WHAT YOU WILL DO: The lines to extract begin at the one containing "For every instance of the white and" and run to the end of the listing; set them down exactly and alone.

GIVEN DATA:
-*-
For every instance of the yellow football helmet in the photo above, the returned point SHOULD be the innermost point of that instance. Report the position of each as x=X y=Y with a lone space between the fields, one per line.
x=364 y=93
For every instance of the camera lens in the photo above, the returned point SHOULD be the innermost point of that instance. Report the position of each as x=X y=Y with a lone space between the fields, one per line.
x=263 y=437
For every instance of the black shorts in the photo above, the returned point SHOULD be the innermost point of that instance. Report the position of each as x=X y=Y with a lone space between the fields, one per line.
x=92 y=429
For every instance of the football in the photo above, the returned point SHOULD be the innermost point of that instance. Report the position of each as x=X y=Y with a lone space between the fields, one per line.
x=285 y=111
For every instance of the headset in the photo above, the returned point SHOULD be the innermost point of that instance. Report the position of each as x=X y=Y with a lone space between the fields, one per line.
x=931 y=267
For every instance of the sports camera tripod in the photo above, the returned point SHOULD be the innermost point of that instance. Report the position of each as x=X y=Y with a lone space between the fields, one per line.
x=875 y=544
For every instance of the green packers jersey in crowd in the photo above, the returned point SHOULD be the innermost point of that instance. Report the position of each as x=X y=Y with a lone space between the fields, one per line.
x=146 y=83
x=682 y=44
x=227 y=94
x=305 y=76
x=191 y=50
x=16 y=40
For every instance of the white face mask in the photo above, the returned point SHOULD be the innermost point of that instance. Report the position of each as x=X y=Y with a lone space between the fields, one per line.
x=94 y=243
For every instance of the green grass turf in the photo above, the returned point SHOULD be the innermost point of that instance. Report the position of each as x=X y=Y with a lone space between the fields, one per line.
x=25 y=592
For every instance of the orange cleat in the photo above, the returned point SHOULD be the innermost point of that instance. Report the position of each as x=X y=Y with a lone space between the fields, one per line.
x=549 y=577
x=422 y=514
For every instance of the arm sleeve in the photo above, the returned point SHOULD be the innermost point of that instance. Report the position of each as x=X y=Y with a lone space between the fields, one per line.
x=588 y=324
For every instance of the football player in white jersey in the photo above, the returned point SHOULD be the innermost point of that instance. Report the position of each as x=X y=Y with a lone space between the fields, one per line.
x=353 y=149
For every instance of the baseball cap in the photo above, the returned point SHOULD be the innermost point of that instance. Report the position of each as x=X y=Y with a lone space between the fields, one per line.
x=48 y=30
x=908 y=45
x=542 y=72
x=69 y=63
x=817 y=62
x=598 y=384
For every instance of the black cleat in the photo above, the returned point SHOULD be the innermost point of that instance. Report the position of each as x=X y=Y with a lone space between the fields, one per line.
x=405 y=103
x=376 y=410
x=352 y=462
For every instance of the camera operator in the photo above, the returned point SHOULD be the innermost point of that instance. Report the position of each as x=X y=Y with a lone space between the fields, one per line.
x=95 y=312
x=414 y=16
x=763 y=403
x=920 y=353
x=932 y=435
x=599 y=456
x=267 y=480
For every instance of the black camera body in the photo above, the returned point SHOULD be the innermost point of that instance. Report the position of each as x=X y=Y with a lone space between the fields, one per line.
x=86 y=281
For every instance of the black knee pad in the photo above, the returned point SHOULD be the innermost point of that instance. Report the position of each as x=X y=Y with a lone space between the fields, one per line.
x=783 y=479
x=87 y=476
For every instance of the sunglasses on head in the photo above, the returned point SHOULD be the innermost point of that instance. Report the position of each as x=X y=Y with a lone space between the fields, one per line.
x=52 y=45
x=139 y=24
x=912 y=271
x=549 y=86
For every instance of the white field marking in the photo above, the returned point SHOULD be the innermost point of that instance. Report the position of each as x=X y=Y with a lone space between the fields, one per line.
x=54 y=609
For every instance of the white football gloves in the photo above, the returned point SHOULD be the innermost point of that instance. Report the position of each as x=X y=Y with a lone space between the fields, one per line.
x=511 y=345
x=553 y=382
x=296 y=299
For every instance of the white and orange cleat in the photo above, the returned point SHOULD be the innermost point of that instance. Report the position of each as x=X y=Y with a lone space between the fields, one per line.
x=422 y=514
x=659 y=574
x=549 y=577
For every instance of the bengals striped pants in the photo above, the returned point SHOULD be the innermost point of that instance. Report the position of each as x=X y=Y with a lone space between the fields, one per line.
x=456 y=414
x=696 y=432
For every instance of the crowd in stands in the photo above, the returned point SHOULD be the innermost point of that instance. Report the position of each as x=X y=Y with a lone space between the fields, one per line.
-*-
RESPONSE AREA:
For every instance of the white and orange cleat in the photo above, the returned point SHOULD be the innermost point of that instance. Report the position of each as x=X y=Y with a lone space between the fields, one per line.
x=422 y=514
x=659 y=574
x=549 y=577
For every instance of the bengals striped pants in the photo above, the returned point SHOULD be the innermost point of that instance. Report the position of each as x=X y=Y with a lone space between the fields, one per line.
x=456 y=414
x=696 y=432
For every instance of the crowd in stands in the photo above, the returned point SHOULD be the innermost point of that instance. Report the position of each as x=X y=Y with a lone space between the fields, one per line.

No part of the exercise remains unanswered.